▶ _Directions_
Carry on the forum thread about the .308 Win and .300 WSM cartridges from the point at which the excerpt ends.

▶ _Page excerpt_
I'll tell you what, Rutcrazed10, if I had a good .308 Win barrel, I'm not sure I'd really look too much further. That cartridge, as Chris pointed out, is hard to beat. For whitetails, it's just the ticket. Of course, if you just want the .300 WSM, then certainly you should go for it. I can see no reason why a barrel couldn't be chambered for it.


----------



## germag (Dec 21, 2009)

Hammack said:


> Chris, I am curious about the idea of the WSM case being designed to burn the powder in the case?  I guess I am asking what is so special about the case that "keeps" the powder burning in the case that any other case doesn't have?  I understand that it burns more uniformly which translates to more consistent velocities and better accuracy.
> 
> I do agree that you don't stop gaining velocity as soon as the powder is burned.  A guy ran my 264 win mag load thru his ballistic program over on BR central for me when i was deciding on how long of a barrel I wanted to use for my rebuild.  If I remember right powder was burned in less than 20" of barrel, but it would keep gaining velocity all the way out past 34 inches of barrel.



Do you know where I can locate a source of pressure curve charts and internal ballistics for different cartridges?


----------



## Cknerr (Dec 21, 2009)

▶ _Rows_
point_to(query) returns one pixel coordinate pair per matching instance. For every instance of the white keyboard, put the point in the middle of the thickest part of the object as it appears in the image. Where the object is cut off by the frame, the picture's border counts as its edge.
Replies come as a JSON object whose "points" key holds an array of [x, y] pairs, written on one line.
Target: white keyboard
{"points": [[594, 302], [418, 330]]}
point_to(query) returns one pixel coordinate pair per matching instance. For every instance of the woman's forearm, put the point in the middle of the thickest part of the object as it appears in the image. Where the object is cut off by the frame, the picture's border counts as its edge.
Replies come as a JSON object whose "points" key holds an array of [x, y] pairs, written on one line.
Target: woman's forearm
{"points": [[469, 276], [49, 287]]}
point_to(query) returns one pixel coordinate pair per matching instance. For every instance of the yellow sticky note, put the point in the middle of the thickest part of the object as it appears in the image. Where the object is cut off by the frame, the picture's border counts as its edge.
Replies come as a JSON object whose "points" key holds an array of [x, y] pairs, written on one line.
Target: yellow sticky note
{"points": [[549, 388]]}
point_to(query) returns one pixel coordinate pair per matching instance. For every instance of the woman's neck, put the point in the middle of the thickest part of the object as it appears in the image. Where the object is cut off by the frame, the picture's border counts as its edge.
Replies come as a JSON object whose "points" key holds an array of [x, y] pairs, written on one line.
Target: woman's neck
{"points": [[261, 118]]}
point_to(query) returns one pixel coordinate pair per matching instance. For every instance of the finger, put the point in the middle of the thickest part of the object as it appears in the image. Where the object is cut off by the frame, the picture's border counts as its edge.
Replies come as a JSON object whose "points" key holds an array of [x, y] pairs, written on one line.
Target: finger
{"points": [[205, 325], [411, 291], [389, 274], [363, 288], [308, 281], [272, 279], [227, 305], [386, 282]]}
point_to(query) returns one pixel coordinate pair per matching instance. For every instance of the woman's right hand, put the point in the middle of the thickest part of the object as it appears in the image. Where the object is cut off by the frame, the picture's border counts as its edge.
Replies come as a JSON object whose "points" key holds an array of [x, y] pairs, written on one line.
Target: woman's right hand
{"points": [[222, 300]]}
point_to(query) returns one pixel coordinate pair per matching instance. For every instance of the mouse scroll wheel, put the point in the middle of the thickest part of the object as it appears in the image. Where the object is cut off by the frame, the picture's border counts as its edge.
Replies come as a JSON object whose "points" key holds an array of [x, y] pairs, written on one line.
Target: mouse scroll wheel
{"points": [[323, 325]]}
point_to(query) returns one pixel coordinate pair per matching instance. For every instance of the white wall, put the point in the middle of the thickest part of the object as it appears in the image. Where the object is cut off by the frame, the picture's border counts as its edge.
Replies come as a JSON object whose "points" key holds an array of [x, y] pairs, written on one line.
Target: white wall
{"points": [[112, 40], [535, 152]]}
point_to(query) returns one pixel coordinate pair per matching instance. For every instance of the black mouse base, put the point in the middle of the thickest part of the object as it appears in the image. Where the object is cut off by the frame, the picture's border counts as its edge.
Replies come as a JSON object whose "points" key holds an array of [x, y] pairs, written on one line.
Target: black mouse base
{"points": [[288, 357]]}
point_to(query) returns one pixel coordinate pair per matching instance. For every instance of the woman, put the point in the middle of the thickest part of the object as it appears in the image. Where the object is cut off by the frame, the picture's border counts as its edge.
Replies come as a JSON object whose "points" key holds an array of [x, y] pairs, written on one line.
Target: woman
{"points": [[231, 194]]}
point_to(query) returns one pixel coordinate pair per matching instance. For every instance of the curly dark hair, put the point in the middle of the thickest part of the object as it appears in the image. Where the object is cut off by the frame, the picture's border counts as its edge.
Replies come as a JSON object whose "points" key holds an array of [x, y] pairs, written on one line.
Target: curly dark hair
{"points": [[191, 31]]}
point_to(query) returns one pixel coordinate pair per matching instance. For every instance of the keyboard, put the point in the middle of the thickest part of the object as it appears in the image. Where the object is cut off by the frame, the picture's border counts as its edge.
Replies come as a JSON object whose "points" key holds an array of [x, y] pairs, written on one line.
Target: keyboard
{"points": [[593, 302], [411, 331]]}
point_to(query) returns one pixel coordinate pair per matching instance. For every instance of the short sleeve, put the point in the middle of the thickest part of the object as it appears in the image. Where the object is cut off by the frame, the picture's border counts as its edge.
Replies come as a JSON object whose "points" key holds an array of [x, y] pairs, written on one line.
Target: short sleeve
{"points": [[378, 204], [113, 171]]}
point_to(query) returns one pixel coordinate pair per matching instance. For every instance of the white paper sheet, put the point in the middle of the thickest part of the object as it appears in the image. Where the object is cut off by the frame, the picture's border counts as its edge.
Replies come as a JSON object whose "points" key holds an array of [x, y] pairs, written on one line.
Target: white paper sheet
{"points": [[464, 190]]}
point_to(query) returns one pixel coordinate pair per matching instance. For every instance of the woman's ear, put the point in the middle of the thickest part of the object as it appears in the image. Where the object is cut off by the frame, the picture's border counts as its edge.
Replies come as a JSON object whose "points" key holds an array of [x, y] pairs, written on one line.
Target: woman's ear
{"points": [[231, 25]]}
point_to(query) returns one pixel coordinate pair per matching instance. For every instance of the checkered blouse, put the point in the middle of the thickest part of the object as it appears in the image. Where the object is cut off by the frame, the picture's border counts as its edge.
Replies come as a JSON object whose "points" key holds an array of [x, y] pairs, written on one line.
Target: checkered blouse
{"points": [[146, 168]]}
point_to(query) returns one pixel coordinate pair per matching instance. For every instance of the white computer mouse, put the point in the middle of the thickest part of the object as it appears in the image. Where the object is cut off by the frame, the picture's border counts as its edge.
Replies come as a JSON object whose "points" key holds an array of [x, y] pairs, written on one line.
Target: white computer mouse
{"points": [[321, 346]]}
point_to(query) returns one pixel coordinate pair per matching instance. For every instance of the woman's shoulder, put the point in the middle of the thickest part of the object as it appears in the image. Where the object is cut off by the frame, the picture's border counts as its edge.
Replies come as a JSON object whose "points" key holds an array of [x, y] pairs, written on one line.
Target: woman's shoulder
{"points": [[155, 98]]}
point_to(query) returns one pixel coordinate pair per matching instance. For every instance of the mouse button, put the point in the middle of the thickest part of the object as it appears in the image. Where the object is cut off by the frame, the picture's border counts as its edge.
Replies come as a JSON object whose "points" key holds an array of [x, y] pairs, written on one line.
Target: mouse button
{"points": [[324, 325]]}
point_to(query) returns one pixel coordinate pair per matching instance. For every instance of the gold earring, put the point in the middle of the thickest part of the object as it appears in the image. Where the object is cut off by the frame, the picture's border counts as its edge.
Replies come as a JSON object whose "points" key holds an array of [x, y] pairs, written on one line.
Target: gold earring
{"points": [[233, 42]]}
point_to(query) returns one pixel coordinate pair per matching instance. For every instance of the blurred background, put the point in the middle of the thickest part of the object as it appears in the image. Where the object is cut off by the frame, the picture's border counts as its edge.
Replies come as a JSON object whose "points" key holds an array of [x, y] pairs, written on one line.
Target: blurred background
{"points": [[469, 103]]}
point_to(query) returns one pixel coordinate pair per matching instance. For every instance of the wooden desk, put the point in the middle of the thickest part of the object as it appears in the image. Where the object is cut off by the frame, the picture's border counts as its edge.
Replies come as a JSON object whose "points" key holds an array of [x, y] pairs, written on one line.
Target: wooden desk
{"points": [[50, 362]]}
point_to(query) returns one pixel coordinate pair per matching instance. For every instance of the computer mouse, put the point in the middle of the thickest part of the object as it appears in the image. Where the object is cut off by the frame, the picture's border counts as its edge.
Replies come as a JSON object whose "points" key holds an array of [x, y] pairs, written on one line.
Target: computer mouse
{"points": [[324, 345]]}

▶ _Reply to the exercise_
Might have found out why they don't offer your desired cartridge. 

Here is the first article I read about it:http://www.eabco.com/WSM01.htm

I'll keep looking after dinner.
Chris


----------



## germag (Dec 21, 2009)

Cknerr said:


> Might have found out why they don't offer your desired cartridge.
> 
> Here is the first article I read about it:http://www.eabco.com/WSM01.htm
> 
> ...



That's interesting.


----------



## Hammack (Dec 21, 2009)

germag said:


> Do you know where I can locate a source of pressure curve charts and internal ballistics for different cartridges?



germag, I don't off the top of my head, but I will look and see what I can come up with.


----------



## germag (Dec 21, 2009)

Cool. Thanks. I'll appreciate anything I can learn about the actual burn process and internal ballistics. There's a lot of gray area there for me.


Sorry for hijacking the thread RutCrazed10....


----------



## Cknerr (Dec 22, 2009)

You are getting a lot more then just -is a certain cartridge doable!

Not sure about powder burn curves. Built into my chrony is a pressure sensor. Have to stand on your head, rub your tubby, and count backwards from 300 by 3's to get the pad glued on correctly. It does give nice results though. Only have looked at firing chambers. The curves did behave as mentioned. Why? 

Hopefully this is not going to be another long winded explanations. (ya right) 

In the early days of smokeless powder there was a huge amount of investigations. One results was noticing the  differant materials deposited in the bore. Not sure what was the cause though.  A lot of people incorrectly attributed it to inproper manufacturing. WWI and WWII provide an opportunity for some great minds to work out some fundamentals. Part of the results of different deposits was where the powder was burned. Later men like Ackley, Townsend, etc. worked out some ideas of getting the powder to burn more efficiently. That started the path to the WSM and others of its ilk.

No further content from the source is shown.